**REQUIRED ACTION**.
When you set down the entries, keep every word exactly as it is but drop the pictures.

Stored data entries

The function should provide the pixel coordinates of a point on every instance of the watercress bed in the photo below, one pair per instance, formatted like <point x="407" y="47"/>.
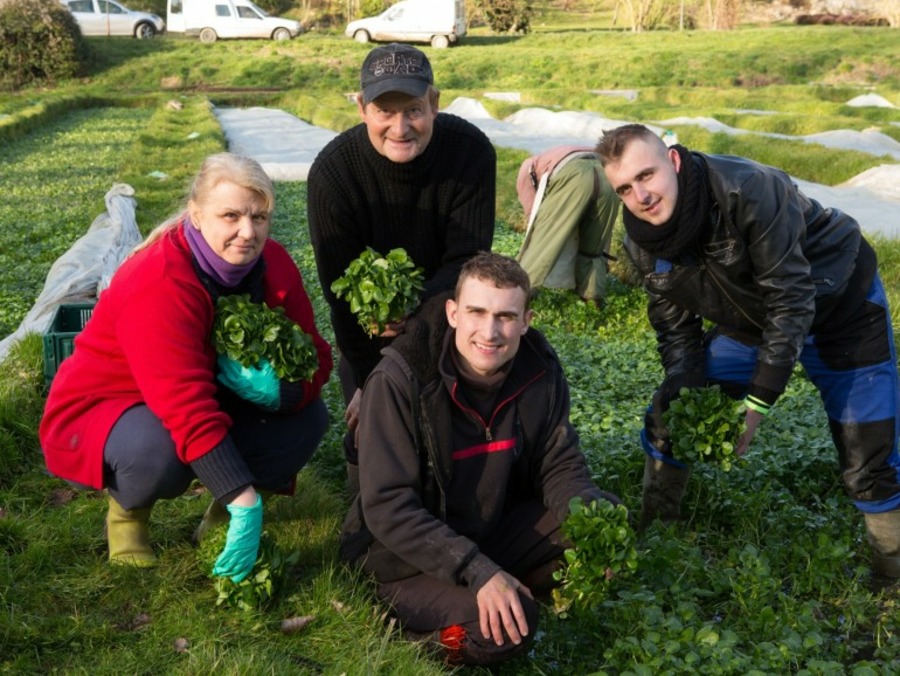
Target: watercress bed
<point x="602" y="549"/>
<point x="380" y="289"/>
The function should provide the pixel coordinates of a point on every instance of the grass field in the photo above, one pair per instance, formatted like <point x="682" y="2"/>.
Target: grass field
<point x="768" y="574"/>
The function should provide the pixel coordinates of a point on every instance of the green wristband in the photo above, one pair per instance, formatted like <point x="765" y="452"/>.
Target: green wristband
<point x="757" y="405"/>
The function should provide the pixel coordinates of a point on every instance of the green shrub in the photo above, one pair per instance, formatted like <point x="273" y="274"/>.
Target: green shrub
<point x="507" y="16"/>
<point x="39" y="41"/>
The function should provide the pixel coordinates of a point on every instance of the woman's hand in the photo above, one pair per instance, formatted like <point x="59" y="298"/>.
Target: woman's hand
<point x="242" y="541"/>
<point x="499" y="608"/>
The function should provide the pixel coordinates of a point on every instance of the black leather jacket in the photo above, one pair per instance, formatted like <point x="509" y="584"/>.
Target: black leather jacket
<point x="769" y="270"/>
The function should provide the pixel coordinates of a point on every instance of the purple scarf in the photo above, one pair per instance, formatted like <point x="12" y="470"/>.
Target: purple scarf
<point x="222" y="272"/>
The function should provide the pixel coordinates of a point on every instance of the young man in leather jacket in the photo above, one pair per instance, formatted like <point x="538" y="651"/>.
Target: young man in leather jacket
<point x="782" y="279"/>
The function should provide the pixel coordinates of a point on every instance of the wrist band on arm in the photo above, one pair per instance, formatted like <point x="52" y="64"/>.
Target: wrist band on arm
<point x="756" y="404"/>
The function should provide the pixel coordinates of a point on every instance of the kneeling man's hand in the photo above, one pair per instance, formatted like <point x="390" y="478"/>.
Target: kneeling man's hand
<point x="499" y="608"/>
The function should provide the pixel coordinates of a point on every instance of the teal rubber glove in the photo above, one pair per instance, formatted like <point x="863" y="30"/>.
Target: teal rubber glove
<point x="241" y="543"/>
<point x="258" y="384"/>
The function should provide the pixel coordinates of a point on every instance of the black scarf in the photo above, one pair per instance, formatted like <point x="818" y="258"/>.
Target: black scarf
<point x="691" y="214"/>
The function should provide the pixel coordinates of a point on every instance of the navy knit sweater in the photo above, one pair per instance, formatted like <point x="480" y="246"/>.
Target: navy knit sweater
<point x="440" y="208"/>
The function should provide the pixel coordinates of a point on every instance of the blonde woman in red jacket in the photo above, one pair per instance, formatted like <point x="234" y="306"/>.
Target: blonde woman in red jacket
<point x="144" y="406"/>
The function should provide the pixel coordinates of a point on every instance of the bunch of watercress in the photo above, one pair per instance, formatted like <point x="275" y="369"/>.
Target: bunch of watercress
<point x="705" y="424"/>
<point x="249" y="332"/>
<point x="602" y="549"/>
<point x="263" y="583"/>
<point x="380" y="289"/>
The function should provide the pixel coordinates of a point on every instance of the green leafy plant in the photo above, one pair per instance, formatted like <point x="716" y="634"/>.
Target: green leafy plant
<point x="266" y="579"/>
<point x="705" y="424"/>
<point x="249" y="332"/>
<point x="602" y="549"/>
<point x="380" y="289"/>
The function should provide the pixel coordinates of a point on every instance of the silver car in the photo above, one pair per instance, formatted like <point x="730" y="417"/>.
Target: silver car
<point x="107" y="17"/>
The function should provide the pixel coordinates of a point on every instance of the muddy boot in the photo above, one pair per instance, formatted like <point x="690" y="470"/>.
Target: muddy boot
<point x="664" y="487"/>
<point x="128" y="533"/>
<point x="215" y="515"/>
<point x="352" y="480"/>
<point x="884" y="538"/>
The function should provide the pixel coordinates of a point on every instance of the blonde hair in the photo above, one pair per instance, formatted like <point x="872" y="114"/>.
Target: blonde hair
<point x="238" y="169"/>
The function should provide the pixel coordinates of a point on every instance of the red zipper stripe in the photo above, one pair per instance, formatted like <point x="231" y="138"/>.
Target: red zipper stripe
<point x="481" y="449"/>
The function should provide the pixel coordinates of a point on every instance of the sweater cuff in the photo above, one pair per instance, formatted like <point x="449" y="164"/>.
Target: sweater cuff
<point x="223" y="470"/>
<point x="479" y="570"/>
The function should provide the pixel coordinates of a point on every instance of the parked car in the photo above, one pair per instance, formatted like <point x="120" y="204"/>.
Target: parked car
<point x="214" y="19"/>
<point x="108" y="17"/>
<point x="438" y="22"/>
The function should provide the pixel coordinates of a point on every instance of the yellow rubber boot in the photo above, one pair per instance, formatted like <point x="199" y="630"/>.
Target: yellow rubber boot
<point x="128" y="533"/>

**TASK RESULT**.
The function should provide the pixel coordinates of a point on every instance of the watercress bed in the photo below, one pair per instance, formatted like <point x="407" y="47"/>.
Target: watercress bed
<point x="602" y="549"/>
<point x="380" y="289"/>
The function should provide the pixel coordinates of a point on every instance of the grass field in the photo above, one pair per instance, formatted like <point x="682" y="2"/>.
Target: grass field
<point x="768" y="574"/>
The function should provide the pixel coordinates of a point on every instance of the green wristband in the photo above, one pair per instance, formatted like <point x="765" y="452"/>.
Target: green wristband
<point x="757" y="405"/>
The function should provide the pixel coordinates of a point on every instance of the green shrub in the photo above, one pair per instance, formatted like <point x="273" y="274"/>.
Target: green shrub
<point x="507" y="16"/>
<point x="39" y="41"/>
The function should provide the pixel coordinates of a point on every instance of the woman's hand in the photo above, one pair per instance, formatted like <point x="59" y="298"/>.
Target: woman's hand
<point x="242" y="541"/>
<point x="499" y="608"/>
The function should provide the pixel coordinates of a point on every instance of the black leather jacket in the photo above, one pair per instance, formatted like <point x="509" y="584"/>.
Target: black leather jacket
<point x="769" y="270"/>
The function should provide the pixel coordinates of a point on every instance of the purple scarf in the photo above, one pair per instance, formatted like <point x="12" y="470"/>.
Target: purple scarf
<point x="222" y="272"/>
The function should provide the pixel coordinates of a point on every instance of the young man in leather jacket in the photo above, one pair per instance, formatted like <point x="538" y="651"/>.
Target: young man in leather jacket
<point x="782" y="279"/>
The function should provide the pixel coordinates of a point on every instance of the wrist band on arm in the photo above, one pair per instance, formatted like <point x="52" y="64"/>.
Target: wrist band on arm
<point x="756" y="404"/>
The function should provide the pixel coordinates of a point on every instance of the kneeling man's hand in the photo above, one pair per instance, formatted like <point x="390" y="478"/>.
Target: kneeling man's hand
<point x="499" y="608"/>
The function should provide the pixel coordinates of a point on every instance of the teal rubber glove in the photo above, one pair per instance, formatted like <point x="863" y="30"/>.
Target: teal rubber glove
<point x="241" y="543"/>
<point x="258" y="384"/>
The function should provide the pixel coordinates of a point on every instance of the black scarf in the photo above, one pair per instance, formatted like <point x="818" y="258"/>.
Target: black scarf
<point x="691" y="214"/>
The function should provide the pixel coordinates of a point on every instance of the navy knit sweater in the photo above, one pair per instance, formatted like <point x="480" y="246"/>.
Target: navy knit sweater
<point x="440" y="208"/>
The function should provide the pixel coordinates of a point on every instance of the blonde woman in red jacket in the photo above, one pair per instance, formatted like <point x="234" y="306"/>.
Target: blonde woman in red jacket
<point x="144" y="406"/>
The function should provide the pixel coordinates of a point on every instance of the bunch of watercress in the photo above, one pair per instance, formatted like <point x="275" y="369"/>.
Target: bunch of watercress
<point x="705" y="424"/>
<point x="249" y="332"/>
<point x="602" y="549"/>
<point x="263" y="583"/>
<point x="380" y="289"/>
The function should provide the pixel coordinates of a point on every instance of the green leafy plant in the photo above, one pair per instance, formatted like <point x="716" y="634"/>.
Target: green leafy plant
<point x="266" y="579"/>
<point x="705" y="424"/>
<point x="249" y="332"/>
<point x="602" y="549"/>
<point x="380" y="289"/>
The function should provide the pixel coordinates of a point on every instance of the silver car in the photo above, one pair per instance, formatted like <point x="730" y="417"/>.
Target: silver car
<point x="107" y="17"/>
The function should provide the pixel coordinates of a point on every instance of the muddy boot in the photo above, one pair per instance, formatted like <point x="690" y="470"/>.
Target: muddy boot
<point x="664" y="487"/>
<point x="128" y="533"/>
<point x="215" y="515"/>
<point x="352" y="480"/>
<point x="884" y="538"/>
The function should provide the pixel coordinates of a point on every instance of the blonde hair in the photo above, one pair per instance, formatted like <point x="872" y="114"/>.
Target: blonde hair
<point x="238" y="169"/>
The function should provide the pixel coordinates of a point on every instance of the red zipper stripe in the photo above, one pair per instance, formatted like <point x="231" y="138"/>.
Target: red zipper stripe
<point x="481" y="449"/>
The function should provide the pixel coordinates of a point on every instance of the sweater cuff in the photo above, one pair per instance, formatted like <point x="449" y="164"/>.
Target: sweater cuff
<point x="223" y="470"/>
<point x="479" y="570"/>
The function should provide the pixel coordinates of a point on every instance of the parked car in the photo above, one pair per instance, formatted like <point x="120" y="204"/>.
Target: parked car
<point x="214" y="19"/>
<point x="108" y="17"/>
<point x="438" y="22"/>
The function should provide the pixel coordinates of a point on every instance of the yellow rubber boot in the photo above, one pair per instance, formatted like <point x="199" y="630"/>.
Target: yellow rubber boot
<point x="128" y="533"/>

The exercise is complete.